Data entries:
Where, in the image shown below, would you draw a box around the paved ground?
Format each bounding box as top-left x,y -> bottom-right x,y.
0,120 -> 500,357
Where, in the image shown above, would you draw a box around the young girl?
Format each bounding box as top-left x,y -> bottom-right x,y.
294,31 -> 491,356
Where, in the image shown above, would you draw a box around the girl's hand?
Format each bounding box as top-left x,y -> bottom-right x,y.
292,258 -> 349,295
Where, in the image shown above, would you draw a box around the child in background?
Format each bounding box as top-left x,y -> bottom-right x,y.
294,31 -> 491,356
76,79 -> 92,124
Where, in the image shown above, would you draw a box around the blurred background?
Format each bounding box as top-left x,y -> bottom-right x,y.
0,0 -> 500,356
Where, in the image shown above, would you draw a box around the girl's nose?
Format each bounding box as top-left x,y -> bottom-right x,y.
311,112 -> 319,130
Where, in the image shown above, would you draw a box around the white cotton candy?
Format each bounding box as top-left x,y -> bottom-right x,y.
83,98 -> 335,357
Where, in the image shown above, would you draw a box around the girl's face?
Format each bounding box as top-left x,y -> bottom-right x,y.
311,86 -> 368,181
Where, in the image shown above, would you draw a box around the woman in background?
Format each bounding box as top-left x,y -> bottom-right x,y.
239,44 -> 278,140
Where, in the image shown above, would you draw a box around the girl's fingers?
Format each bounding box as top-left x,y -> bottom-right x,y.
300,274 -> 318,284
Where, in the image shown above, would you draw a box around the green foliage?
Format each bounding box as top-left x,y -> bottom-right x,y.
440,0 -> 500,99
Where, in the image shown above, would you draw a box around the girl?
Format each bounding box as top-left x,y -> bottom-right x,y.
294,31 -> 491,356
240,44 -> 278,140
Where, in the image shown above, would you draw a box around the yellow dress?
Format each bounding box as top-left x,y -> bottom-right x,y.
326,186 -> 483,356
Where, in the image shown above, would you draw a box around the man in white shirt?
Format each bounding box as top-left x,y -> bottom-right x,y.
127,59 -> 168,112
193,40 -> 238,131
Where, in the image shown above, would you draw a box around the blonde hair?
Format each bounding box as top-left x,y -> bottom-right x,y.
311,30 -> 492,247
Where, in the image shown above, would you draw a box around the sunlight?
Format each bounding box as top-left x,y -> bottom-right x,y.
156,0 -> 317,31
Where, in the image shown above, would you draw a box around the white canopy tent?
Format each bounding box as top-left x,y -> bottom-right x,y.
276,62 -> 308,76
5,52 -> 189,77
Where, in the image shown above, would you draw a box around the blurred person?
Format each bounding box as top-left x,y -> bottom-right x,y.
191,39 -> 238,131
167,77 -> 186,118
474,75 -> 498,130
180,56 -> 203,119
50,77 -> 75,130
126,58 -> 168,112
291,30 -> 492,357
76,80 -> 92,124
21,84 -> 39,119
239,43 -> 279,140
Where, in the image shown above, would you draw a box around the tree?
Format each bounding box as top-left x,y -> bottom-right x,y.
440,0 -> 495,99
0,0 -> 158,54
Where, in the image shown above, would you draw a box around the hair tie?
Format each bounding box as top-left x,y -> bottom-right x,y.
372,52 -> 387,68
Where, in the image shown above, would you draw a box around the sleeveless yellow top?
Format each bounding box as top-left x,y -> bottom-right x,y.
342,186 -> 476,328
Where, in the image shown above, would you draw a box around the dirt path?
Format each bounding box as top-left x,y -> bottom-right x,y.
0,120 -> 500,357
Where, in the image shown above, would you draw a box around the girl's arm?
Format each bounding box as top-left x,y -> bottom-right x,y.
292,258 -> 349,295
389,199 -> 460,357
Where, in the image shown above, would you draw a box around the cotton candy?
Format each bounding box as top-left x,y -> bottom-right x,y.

Request: Turn the lines from the start of the records through the line containing "0,0 -> 500,356" into a numbered list, including that final line and skipping any blank lines.

Task result:
1. Where, in the image shown below, would you draw a box around the paved ground?
2. Format each bounding box as top-left x,y -> bottom-right x,y.
3. 0,120 -> 500,357
4. Where, in the image shown above, would you draw a box around the young girl?
5. Format each bounding box as top-left x,y -> bottom-right x,y.
6. 294,31 -> 491,356
7. Where, in the image shown above, would you draw a box around the girl's hand?
8. Format each bounding box as top-left x,y -> bottom-right x,y.
9. 292,258 -> 349,295
10. Where, in the image shown above, would you draw a box around the child in background?
11. Format each bounding box as top-left x,y -> bottom-right x,y.
12. 294,31 -> 491,356
13. 76,79 -> 92,124
14. Where, in the image shown above, would you draw a box around the blurred background?
15. Format each bounding box as top-left x,y -> bottom-right x,y.
16. 0,0 -> 500,356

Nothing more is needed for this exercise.